***** Data shown

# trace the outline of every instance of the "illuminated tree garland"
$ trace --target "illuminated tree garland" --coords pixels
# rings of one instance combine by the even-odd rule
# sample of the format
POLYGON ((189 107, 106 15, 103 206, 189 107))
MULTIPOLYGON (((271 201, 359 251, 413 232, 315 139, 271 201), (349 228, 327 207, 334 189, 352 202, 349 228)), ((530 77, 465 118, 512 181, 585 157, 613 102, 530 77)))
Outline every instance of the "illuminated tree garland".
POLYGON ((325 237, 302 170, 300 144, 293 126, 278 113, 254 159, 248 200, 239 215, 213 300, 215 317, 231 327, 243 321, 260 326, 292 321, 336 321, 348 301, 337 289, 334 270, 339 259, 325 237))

**********
***** Data shown

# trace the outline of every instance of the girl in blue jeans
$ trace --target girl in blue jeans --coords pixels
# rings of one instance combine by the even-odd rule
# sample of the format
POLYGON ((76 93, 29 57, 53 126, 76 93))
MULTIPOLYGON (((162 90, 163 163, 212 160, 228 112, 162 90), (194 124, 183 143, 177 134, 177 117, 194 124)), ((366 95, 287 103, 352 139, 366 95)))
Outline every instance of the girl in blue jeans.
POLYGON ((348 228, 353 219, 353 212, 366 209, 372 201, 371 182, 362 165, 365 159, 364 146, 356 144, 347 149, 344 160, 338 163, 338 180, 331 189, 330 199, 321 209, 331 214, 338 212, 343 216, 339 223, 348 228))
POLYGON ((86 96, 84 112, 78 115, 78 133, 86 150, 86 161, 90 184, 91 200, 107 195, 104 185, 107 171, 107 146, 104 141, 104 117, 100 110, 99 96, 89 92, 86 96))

**********
***** Data shown

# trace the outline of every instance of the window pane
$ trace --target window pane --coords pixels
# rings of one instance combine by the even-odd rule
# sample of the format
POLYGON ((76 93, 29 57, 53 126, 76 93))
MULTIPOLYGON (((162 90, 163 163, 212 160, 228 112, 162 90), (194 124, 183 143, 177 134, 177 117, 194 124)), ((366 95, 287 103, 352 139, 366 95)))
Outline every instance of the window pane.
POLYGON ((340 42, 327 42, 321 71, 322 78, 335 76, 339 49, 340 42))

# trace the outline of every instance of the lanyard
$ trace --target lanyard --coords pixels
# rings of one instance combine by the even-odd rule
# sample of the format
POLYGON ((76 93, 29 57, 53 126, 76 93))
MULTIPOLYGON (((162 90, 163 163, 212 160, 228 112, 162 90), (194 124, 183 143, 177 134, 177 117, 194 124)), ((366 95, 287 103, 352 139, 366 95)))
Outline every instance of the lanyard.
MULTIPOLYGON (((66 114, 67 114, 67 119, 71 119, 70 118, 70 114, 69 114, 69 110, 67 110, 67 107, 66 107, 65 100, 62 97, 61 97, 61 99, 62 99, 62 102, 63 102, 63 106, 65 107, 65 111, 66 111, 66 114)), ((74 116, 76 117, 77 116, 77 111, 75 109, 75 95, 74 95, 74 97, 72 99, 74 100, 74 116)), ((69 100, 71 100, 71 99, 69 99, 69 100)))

**********

◆ Given exercise: Recast the stretch of the items from the line containing "# trace the outline of every instance of the lanyard" through the line containing "MULTIPOLYGON (((66 114, 67" as a Markdown table with the columns Row and Line. Number each line in the Row column and leave out any blank lines.

◆ Expected answer:
| Row | Line |
|---|---|
| 1 | # trace the outline of every instance of the lanyard |
| 2 | $ trace --target lanyard --coords pixels |
| 3 | # rings of one instance combine by the even-odd rule |
| 4 | # sample of the format |
| 5 | POLYGON ((76 93, 29 57, 53 126, 76 93)) |
| 6 | MULTIPOLYGON (((162 90, 163 163, 212 160, 228 112, 162 90), (194 124, 183 143, 177 134, 177 117, 194 124)), ((366 95, 287 103, 352 139, 366 95))) |
| 7 | Outline every instance of the lanyard. |
| 8 | MULTIPOLYGON (((66 114, 67 114, 67 119, 71 119, 70 118, 70 114, 69 114, 69 110, 67 110, 67 107, 66 107, 65 100, 62 97, 61 97, 61 99, 62 99, 62 102, 63 102, 63 106, 65 107, 65 111, 66 111, 66 114)), ((74 116, 76 117, 77 116, 77 111, 75 109, 75 95, 74 95, 74 97, 72 99, 74 100, 74 116)), ((69 100, 71 100, 71 99, 69 99, 69 100))) |